**Texto:**
****************

Foi basicamente a humilhação provocada pelo cinismo e pela arrogância das pessoas do poder, seja ele financeiro, político ou cultural, que uniram aqueles que transformaram medo em indignação, e indignação em esperança de uma humanidade melhor.

            No momento em que tantas organizações sociais conclamam o povo brasileiro a se manifestar nas ruas, como no próximo 7 de setembro, para que todos lutemos pela melhoria dos direitos à cidadania, à educação, à assistência à saúde, ao transporte público, à cultura, a uma reforma política, é bom lembrarmos dos notáveis exemplos de Thoreau, Tolstói, Gandhi e Luther King:

(Interrupção do som.)

            O SR. EDUARDO SUPLICY (Bloco Apoio Governo/PT - SP) - ... manifestar com responsabilidade e vigor, mas sem violência. (Fora do microfone.)

            Presidente Casildo Maldaner, permita-me apenas exemplificar com algumas citações do mais belo discurso, na minha avaliação, que conheço na história da humanidade, que, inclusive, está reproduzido em português, na íntegra, no meu livro Renda de Cidadania - A Saída é pela Porta.

****************

**Material fornecido:**

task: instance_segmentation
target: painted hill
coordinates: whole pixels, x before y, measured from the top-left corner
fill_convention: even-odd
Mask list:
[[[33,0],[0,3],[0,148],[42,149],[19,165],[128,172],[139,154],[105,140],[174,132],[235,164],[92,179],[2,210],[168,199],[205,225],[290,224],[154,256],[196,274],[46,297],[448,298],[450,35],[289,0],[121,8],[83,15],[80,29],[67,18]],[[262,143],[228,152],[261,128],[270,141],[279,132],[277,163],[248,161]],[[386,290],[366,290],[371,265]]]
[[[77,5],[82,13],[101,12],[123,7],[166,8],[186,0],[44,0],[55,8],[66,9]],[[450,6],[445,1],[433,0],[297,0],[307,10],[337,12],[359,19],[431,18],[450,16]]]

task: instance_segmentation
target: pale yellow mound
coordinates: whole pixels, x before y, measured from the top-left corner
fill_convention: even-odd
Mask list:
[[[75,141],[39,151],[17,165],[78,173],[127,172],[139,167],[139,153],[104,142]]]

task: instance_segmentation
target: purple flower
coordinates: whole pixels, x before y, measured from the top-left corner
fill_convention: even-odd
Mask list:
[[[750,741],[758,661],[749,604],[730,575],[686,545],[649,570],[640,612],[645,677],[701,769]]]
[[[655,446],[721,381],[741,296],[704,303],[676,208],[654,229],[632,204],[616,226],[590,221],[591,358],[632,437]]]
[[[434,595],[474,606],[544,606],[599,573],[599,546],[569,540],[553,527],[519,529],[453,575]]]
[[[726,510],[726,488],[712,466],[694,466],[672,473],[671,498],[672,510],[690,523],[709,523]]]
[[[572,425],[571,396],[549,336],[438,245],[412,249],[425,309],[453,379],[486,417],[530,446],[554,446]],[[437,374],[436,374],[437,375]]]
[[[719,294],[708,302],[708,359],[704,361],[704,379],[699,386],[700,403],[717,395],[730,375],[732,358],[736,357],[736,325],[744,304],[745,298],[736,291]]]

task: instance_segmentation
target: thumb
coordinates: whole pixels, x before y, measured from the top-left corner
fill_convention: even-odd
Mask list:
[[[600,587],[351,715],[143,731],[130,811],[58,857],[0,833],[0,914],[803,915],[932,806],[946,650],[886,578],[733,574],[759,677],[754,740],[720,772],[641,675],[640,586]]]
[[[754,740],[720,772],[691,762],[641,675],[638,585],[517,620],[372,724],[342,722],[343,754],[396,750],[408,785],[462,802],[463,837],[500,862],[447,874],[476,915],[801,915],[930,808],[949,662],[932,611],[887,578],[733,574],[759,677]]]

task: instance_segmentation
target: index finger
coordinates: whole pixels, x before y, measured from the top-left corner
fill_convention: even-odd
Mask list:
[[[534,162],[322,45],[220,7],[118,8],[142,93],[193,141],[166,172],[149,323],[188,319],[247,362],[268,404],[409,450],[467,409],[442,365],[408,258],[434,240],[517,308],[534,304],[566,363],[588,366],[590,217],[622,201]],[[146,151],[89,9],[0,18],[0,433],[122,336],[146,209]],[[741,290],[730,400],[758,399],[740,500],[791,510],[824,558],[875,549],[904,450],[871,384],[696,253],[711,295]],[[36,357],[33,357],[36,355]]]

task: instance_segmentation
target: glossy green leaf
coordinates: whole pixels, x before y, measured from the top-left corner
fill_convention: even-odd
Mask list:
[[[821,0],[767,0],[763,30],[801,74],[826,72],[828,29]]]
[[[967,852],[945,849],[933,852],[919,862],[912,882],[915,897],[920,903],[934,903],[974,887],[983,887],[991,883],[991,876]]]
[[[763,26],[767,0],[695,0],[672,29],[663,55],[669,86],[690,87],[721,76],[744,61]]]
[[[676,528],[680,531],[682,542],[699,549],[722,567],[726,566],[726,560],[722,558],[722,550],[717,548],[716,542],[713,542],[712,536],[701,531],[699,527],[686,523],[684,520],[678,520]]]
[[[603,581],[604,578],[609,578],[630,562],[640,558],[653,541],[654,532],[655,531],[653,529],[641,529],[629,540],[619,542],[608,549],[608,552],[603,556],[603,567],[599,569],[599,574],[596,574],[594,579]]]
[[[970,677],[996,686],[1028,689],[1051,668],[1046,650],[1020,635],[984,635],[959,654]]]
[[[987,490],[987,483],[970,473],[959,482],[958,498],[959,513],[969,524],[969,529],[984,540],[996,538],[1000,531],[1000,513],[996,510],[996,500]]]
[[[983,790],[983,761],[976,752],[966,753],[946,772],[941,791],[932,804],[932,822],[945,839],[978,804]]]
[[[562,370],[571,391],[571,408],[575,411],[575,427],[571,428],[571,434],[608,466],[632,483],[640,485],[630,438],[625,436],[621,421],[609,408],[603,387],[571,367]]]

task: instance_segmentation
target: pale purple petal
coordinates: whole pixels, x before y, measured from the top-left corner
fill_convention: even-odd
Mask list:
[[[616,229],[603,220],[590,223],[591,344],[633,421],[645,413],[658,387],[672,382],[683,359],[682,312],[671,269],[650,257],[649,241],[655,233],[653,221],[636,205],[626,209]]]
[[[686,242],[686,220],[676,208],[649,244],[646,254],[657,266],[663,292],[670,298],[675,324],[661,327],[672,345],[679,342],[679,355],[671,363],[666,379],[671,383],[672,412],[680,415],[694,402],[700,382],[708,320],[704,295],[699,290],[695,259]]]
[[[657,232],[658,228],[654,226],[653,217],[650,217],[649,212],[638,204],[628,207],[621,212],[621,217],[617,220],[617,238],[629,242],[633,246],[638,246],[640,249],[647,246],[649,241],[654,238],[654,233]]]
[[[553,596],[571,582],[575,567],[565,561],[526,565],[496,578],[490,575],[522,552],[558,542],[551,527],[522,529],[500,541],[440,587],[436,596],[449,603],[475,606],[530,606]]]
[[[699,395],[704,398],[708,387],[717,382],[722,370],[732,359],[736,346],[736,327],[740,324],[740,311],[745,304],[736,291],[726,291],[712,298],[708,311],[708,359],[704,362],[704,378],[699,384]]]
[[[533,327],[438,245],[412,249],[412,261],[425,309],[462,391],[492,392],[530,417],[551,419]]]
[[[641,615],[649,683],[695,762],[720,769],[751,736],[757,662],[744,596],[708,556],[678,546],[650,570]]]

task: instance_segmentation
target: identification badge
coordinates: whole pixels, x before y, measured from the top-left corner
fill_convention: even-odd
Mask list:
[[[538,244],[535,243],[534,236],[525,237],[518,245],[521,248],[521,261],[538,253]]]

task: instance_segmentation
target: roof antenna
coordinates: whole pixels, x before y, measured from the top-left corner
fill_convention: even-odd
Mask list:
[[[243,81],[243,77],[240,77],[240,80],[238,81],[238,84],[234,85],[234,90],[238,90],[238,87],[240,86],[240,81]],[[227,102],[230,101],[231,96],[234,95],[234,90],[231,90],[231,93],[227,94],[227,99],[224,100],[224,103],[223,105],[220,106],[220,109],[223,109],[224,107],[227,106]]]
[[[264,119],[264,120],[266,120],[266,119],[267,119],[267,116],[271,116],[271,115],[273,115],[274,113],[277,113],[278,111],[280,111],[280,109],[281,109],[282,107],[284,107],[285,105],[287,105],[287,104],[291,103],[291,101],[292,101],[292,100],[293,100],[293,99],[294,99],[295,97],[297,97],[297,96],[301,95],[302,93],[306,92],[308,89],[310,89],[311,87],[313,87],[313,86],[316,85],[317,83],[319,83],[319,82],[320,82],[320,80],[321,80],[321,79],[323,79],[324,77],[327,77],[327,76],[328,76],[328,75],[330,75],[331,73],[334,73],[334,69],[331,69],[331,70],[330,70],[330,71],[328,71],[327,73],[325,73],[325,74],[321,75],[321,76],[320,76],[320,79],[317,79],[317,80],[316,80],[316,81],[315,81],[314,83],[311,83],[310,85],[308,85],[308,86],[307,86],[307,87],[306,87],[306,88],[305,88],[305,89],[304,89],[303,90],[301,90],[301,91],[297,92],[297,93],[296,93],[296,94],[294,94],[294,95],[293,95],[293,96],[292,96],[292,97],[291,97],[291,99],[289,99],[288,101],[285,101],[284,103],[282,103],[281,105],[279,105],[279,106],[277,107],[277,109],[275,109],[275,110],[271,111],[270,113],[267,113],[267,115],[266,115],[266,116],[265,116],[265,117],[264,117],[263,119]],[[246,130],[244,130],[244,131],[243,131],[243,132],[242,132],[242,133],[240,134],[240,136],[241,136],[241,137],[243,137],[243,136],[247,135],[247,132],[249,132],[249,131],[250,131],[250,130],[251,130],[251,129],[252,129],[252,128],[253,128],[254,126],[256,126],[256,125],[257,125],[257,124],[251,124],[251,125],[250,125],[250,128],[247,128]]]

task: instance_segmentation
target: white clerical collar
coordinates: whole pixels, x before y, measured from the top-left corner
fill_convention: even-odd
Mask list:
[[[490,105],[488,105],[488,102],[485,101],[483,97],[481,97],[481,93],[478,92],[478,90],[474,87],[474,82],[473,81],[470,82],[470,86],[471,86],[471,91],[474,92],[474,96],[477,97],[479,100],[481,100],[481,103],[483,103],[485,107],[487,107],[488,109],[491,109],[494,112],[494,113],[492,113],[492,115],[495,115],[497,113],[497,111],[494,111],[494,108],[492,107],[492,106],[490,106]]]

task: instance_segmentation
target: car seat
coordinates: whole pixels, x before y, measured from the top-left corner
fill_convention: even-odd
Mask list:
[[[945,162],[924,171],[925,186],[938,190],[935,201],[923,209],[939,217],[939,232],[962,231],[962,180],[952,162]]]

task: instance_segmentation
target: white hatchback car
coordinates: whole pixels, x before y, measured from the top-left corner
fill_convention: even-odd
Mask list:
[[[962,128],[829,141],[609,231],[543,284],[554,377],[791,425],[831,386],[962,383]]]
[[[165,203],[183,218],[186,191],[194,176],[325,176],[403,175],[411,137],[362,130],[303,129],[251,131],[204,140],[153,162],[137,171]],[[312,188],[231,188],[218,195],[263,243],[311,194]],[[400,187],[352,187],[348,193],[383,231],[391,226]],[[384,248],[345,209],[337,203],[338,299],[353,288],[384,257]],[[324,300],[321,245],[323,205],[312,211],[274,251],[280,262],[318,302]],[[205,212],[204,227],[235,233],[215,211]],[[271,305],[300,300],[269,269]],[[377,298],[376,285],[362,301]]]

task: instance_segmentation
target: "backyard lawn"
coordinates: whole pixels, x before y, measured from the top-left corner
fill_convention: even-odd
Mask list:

****************

**Objetivo da tarefa:**
Que data o texto menciona como exemplo de manifestação do povo brasileiro nas ruas? O material não tem qualquer papel nesta atividade.

**Resposta completa:**
O próximo 7 de setembro.